Spatial localization data
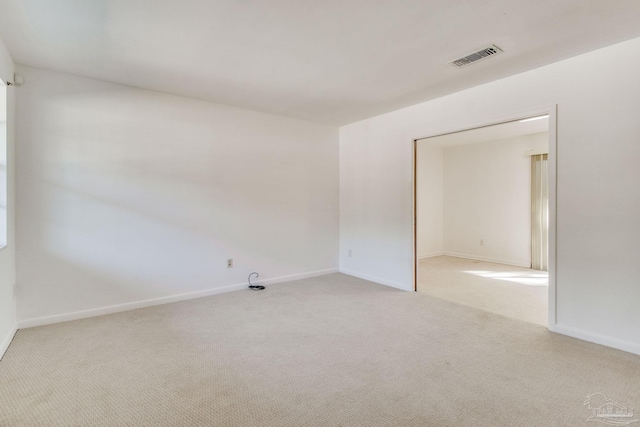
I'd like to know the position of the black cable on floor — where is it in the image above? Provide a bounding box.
[248,272,265,291]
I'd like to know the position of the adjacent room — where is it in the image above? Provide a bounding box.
[1,1,640,425]
[415,117,550,326]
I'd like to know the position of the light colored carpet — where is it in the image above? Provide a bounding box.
[1,273,639,426]
[418,256,548,326]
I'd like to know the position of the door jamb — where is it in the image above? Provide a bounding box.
[412,106,558,330]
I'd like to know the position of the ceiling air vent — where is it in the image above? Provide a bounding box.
[448,45,503,68]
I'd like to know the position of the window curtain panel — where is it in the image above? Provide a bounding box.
[531,153,548,271]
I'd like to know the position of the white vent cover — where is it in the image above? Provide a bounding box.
[449,45,503,68]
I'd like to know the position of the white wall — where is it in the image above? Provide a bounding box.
[416,143,443,258]
[443,133,548,267]
[0,36,16,358]
[0,81,7,247]
[16,66,339,326]
[340,37,640,355]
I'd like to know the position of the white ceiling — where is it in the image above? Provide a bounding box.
[1,0,640,125]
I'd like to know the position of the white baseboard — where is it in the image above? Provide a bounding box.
[340,268,411,291]
[257,268,338,286]
[443,251,531,268]
[418,252,444,259]
[553,324,640,356]
[17,268,338,329]
[0,323,17,360]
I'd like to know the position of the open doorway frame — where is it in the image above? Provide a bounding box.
[412,106,558,330]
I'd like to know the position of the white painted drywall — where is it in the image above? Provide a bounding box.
[416,143,443,258]
[16,66,339,325]
[443,133,548,267]
[0,36,16,358]
[0,81,6,247]
[340,36,640,354]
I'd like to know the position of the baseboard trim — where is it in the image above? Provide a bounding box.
[443,252,531,268]
[0,323,17,360]
[17,268,338,329]
[554,324,640,356]
[418,252,444,259]
[340,269,411,291]
[257,269,338,286]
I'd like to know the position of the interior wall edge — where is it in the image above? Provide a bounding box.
[442,252,531,269]
[340,269,411,291]
[0,34,16,361]
[0,323,17,360]
[553,324,640,357]
[18,268,338,329]
[418,252,445,259]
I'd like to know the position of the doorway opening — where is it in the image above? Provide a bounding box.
[413,111,555,328]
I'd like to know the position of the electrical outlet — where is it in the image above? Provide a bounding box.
[227,258,233,268]
[348,249,352,257]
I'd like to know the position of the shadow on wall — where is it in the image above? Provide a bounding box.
[17,82,338,319]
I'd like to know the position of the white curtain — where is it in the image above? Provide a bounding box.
[531,154,548,271]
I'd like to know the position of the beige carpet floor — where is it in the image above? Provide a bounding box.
[418,256,548,326]
[1,273,639,426]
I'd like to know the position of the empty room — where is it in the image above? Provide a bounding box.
[2,1,640,426]
[415,117,551,326]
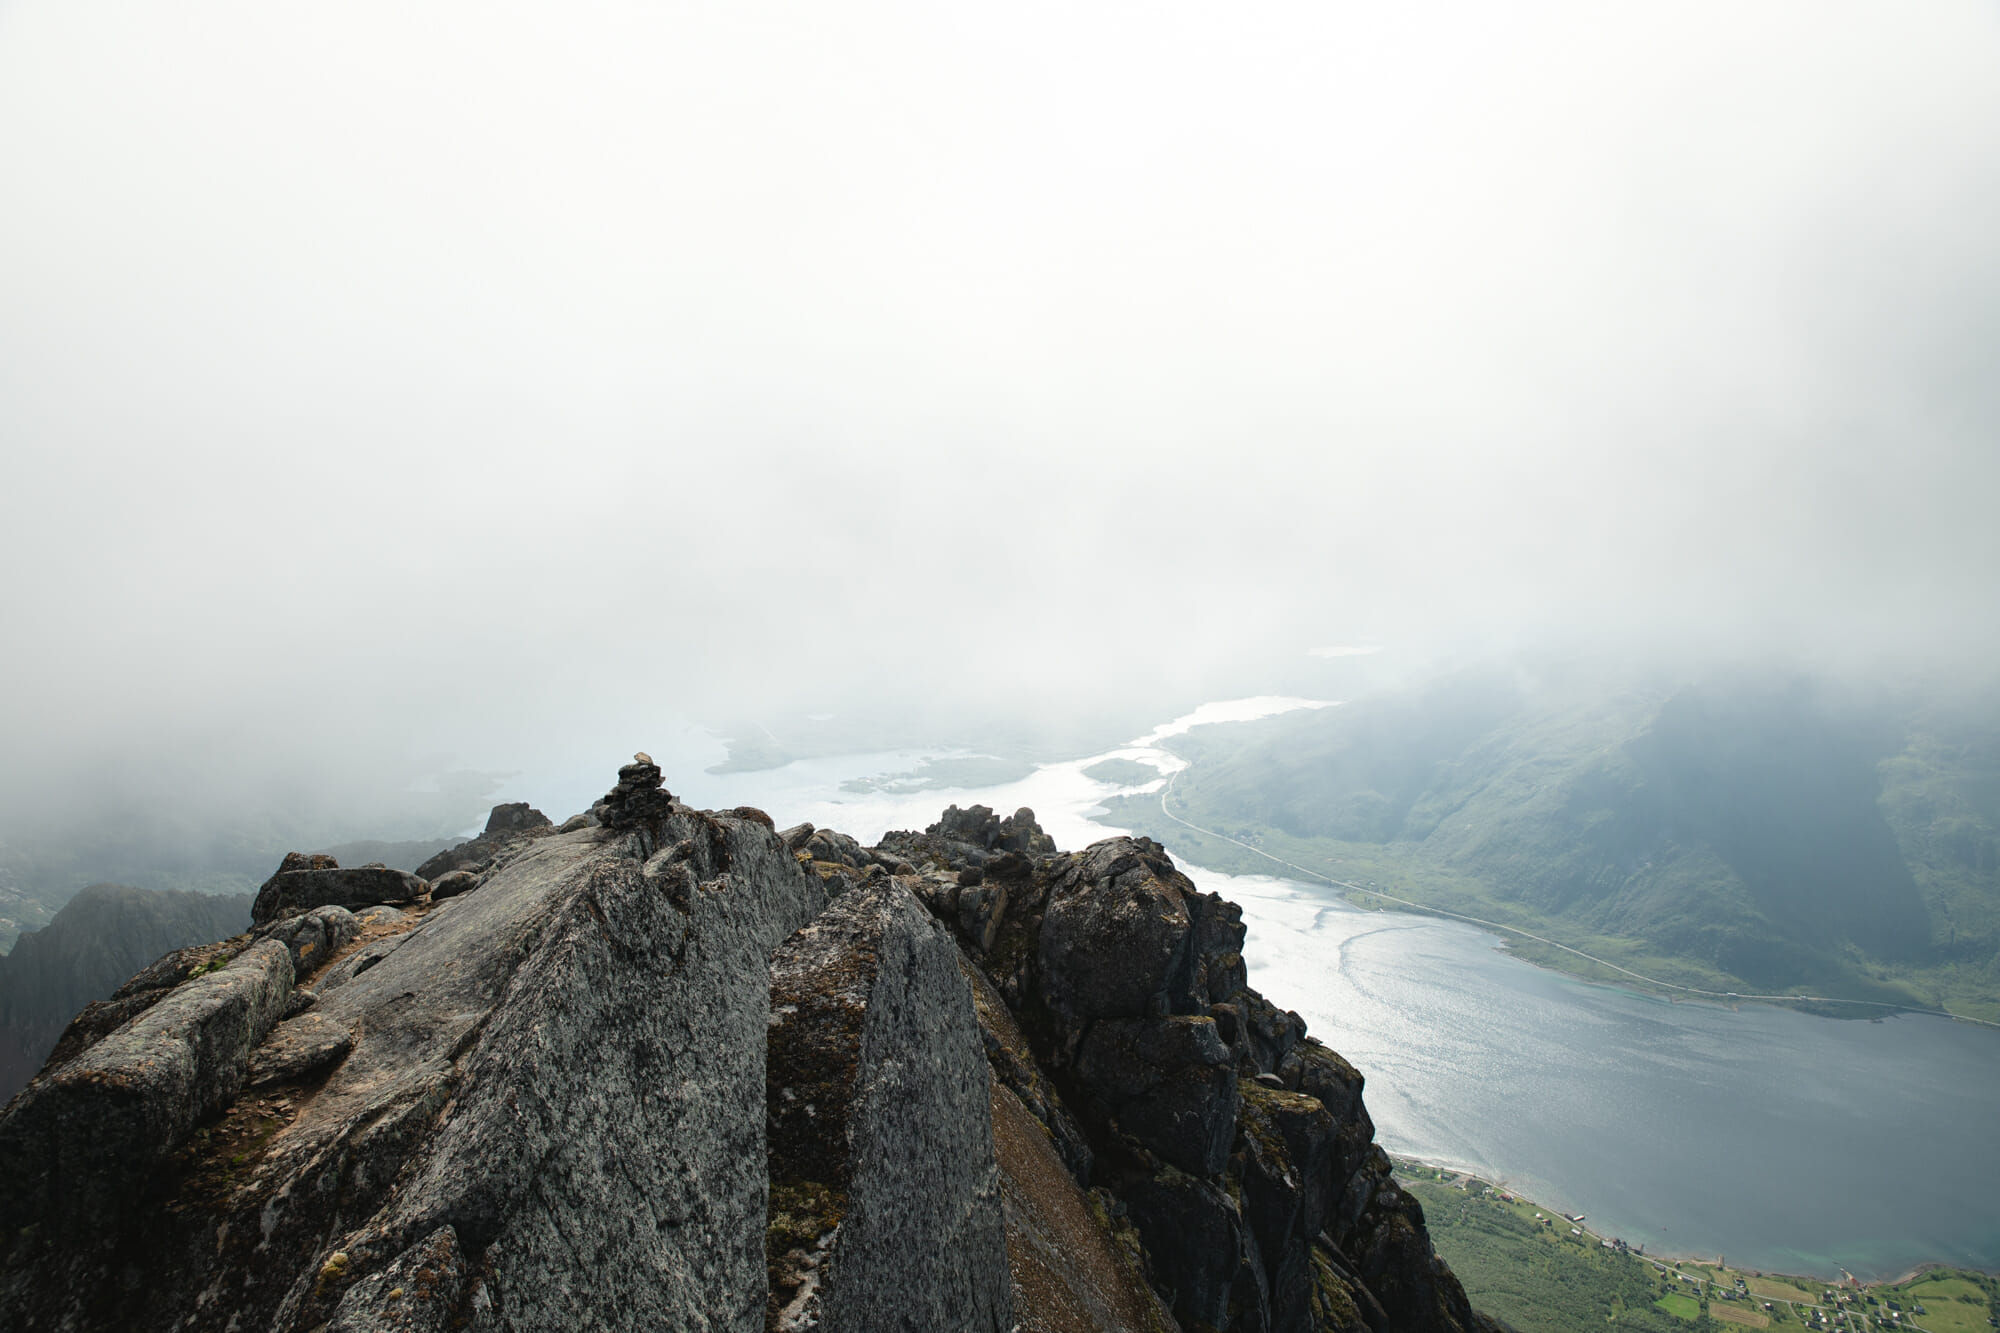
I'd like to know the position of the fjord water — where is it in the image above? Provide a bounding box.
[617,701,2000,1281]
[1210,870,2000,1281]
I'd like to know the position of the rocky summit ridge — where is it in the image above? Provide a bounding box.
[0,757,1500,1333]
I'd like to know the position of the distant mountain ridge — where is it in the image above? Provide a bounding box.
[1105,668,2000,1018]
[0,882,252,1101]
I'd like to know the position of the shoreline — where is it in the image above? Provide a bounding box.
[1389,1153,1999,1288]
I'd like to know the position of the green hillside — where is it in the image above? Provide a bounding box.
[1399,1164,2000,1333]
[1102,669,2000,1021]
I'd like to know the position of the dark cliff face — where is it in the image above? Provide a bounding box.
[877,808,1494,1333]
[0,775,1491,1333]
[0,881,253,1102]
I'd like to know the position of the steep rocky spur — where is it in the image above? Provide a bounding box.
[0,772,1494,1333]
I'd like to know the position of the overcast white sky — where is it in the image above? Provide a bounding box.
[3,1,1998,824]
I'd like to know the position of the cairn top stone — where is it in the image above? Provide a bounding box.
[597,754,675,830]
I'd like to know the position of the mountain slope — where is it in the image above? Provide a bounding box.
[1106,668,2000,1018]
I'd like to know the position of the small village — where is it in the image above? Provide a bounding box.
[1396,1159,2000,1333]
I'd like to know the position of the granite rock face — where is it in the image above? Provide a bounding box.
[0,769,825,1331]
[765,877,1011,1333]
[898,807,1494,1333]
[0,775,1495,1333]
[414,802,557,881]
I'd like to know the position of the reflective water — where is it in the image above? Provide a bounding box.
[1209,870,2000,1281]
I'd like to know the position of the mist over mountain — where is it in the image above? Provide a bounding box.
[1113,662,2000,1014]
[2,0,1998,864]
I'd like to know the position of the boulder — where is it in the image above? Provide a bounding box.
[252,861,425,926]
[766,878,1011,1333]
[246,1010,356,1088]
[481,803,549,837]
[956,880,1010,953]
[1037,839,1192,1022]
[802,827,867,870]
[255,904,362,976]
[428,869,482,901]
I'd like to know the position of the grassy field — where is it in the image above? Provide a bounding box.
[1398,1162,1999,1333]
[1709,1301,1771,1327]
[1895,1277,1998,1333]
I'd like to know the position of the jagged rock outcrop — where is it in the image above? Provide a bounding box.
[0,772,1494,1333]
[0,768,825,1331]
[900,808,1493,1333]
[413,801,556,880]
[879,803,1058,871]
[765,878,1010,1332]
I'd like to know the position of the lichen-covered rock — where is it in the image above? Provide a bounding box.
[1038,839,1194,1022]
[256,903,363,976]
[0,782,1494,1333]
[876,806,1059,875]
[252,861,426,925]
[897,828,1493,1333]
[0,938,294,1236]
[1119,1165,1248,1332]
[326,1225,468,1333]
[35,930,253,1075]
[0,772,824,1332]
[962,959,1093,1183]
[766,878,1011,1333]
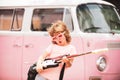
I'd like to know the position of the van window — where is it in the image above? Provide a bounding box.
[63,8,73,32]
[0,9,24,31]
[77,4,120,33]
[31,8,63,31]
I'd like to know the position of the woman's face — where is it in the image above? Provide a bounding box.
[52,32,66,45]
[52,26,67,46]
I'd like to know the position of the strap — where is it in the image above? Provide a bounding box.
[59,63,66,80]
[27,63,38,80]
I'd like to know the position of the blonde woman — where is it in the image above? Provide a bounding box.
[28,20,77,80]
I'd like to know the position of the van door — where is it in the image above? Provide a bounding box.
[0,9,24,80]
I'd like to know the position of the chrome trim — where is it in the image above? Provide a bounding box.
[96,56,107,71]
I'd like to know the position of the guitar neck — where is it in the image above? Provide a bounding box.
[67,51,91,58]
[52,51,92,61]
[49,48,108,61]
[41,48,108,69]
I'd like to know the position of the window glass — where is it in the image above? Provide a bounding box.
[31,8,64,31]
[77,4,120,33]
[0,9,24,31]
[32,8,73,32]
[63,8,73,32]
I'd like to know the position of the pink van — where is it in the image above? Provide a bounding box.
[0,0,120,80]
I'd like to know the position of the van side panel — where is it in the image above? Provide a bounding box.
[81,34,120,80]
[0,34,23,80]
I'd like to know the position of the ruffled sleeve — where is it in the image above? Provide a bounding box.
[45,44,53,54]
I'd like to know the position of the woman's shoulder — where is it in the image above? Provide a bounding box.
[67,44,76,48]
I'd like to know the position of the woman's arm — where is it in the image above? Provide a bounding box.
[36,52,50,73]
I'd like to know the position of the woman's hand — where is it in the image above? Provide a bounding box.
[62,56,73,67]
[62,56,69,63]
[36,52,50,73]
[36,62,43,73]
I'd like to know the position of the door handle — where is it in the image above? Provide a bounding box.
[25,43,33,48]
[13,43,22,47]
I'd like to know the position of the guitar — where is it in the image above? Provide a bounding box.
[34,48,108,69]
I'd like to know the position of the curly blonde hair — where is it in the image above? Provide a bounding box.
[47,20,71,44]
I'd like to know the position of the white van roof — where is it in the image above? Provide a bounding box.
[0,0,114,7]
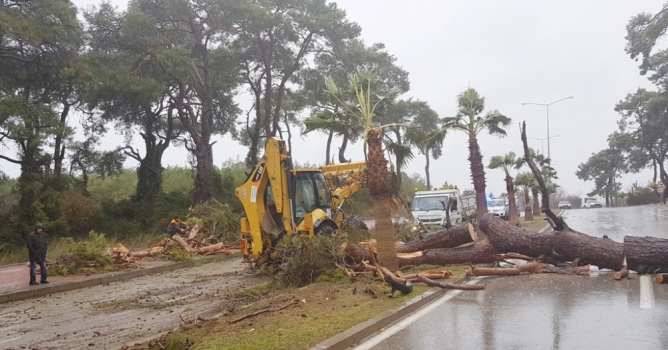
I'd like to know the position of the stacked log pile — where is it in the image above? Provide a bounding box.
[107,224,236,264]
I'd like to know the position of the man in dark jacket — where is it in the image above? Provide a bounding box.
[27,224,48,285]
[166,217,188,238]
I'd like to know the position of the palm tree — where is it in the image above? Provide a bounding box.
[514,172,536,221]
[303,108,363,164]
[442,88,511,223]
[306,69,406,270]
[488,152,520,225]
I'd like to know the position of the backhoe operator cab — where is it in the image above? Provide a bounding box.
[235,138,345,262]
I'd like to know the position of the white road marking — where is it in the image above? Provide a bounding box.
[353,277,484,350]
[639,275,654,309]
[0,336,22,344]
[643,210,668,218]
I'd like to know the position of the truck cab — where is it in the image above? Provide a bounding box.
[411,188,473,230]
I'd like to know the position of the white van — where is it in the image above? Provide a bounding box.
[581,197,603,208]
[487,197,509,220]
[411,189,476,229]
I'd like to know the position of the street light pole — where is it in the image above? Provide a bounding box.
[528,135,560,155]
[521,96,573,160]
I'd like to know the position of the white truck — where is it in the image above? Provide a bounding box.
[581,197,603,209]
[410,189,476,231]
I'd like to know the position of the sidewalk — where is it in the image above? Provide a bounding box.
[0,255,231,304]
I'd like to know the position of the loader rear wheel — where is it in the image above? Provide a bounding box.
[340,216,369,231]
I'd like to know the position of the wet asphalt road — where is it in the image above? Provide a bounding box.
[357,205,668,350]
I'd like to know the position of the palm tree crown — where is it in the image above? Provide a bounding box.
[442,88,512,138]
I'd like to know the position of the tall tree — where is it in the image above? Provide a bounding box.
[488,152,520,226]
[615,89,668,203]
[576,134,628,207]
[83,3,185,202]
[235,0,360,167]
[442,88,511,223]
[624,6,668,203]
[112,0,240,204]
[0,0,83,222]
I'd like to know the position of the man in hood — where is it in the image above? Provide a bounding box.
[27,224,48,285]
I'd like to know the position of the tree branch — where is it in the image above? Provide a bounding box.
[0,154,21,164]
[520,121,568,231]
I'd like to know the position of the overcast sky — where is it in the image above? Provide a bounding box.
[4,0,665,197]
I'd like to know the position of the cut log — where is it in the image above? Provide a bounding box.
[343,243,374,264]
[480,213,624,270]
[396,223,476,253]
[539,265,590,275]
[516,262,549,273]
[401,271,452,281]
[397,239,500,267]
[416,275,486,290]
[614,265,629,280]
[128,250,150,259]
[187,224,201,240]
[654,274,668,284]
[624,236,668,273]
[467,267,521,276]
[171,235,197,252]
[198,243,227,254]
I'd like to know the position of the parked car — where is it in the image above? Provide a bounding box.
[558,201,571,209]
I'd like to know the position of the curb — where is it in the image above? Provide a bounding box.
[0,255,231,304]
[538,209,565,233]
[310,275,468,350]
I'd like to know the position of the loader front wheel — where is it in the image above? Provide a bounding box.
[315,220,337,235]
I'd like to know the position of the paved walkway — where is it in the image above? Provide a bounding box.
[0,260,171,295]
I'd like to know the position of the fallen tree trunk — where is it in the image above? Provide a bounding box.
[624,236,668,274]
[480,213,624,270]
[397,239,500,267]
[396,223,476,253]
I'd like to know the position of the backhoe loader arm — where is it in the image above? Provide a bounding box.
[320,162,366,223]
[235,138,295,260]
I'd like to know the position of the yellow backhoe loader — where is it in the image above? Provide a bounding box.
[235,138,366,262]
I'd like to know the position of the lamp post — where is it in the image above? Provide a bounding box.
[521,96,573,159]
[527,135,560,156]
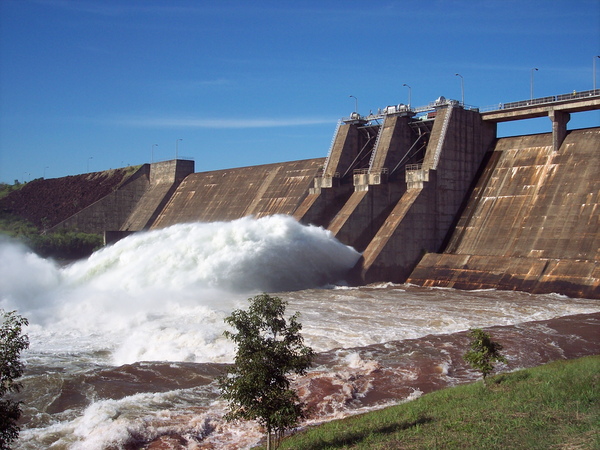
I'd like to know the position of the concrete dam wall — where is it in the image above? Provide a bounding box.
[8,94,598,299]
[151,158,325,228]
[408,128,600,299]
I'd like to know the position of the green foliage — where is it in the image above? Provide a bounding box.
[28,229,103,259]
[0,213,38,239]
[463,328,507,384]
[219,294,315,449]
[0,213,103,260]
[0,310,29,449]
[0,182,24,201]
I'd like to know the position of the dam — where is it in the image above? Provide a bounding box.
[5,90,599,299]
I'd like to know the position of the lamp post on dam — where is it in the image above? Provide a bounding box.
[176,139,182,159]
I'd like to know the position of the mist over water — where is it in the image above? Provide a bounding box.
[1,216,599,449]
[1,215,361,365]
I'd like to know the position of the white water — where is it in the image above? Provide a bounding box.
[0,215,361,365]
[1,215,599,449]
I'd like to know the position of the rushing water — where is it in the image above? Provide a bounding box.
[0,215,598,449]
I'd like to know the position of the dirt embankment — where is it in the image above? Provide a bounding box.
[0,168,138,229]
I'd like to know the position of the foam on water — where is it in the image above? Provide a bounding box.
[0,216,361,365]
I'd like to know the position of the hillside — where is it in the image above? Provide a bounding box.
[0,167,140,230]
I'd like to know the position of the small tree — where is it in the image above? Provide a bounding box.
[0,310,29,449]
[464,328,506,385]
[219,294,314,450]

### Task prompt
The lines to set down, exactly and with both ends included, run from the one containing "I'd like to know the position of the concrete" to the last line of the data above.

### Response below
I'd like to know the position of the concrete dam wall — where is it in the image above? Provide a bounding box.
[8,94,598,299]
[151,158,325,228]
[408,128,600,299]
I'd like to know the position of the green foliage — where is it in the image above? Provide a bounding box.
[28,229,103,259]
[0,213,38,239]
[463,328,507,384]
[219,294,315,449]
[0,213,103,260]
[0,310,29,449]
[0,182,24,201]
I'd like to know the position of the dam — where is it in the image above? Provide a bounding box.
[5,90,599,299]
I'd like to know the position of the lamp post on dam — where is it in the image above? Provide a bounding box.
[176,139,182,159]
I'd like to know the position of the mist over water — where is it in the image above? Provide a bounding box.
[1,216,599,449]
[1,215,361,365]
I'd like to know the position of the white water — where is it in the image above? Provide a bounding box.
[0,215,361,365]
[1,215,599,449]
I'd like to know the position of the rushing water — where is it in the image above? Provide a bounding box.
[0,215,598,449]
I'd like to know the position of the dirt embankment — where is it in the image above? Provide a bounding box.
[0,168,138,229]
I'd like to know the position of the foam on water — where is it in the image above? Provide a bounding box.
[0,216,361,365]
I'd like to know the position of the hillside — where is it in the image above? Provide a bounding box.
[0,167,140,230]
I'd like to know the position of the small tree — where is it in the image above? Provide a bounding box.
[0,310,29,449]
[464,328,506,385]
[219,294,314,450]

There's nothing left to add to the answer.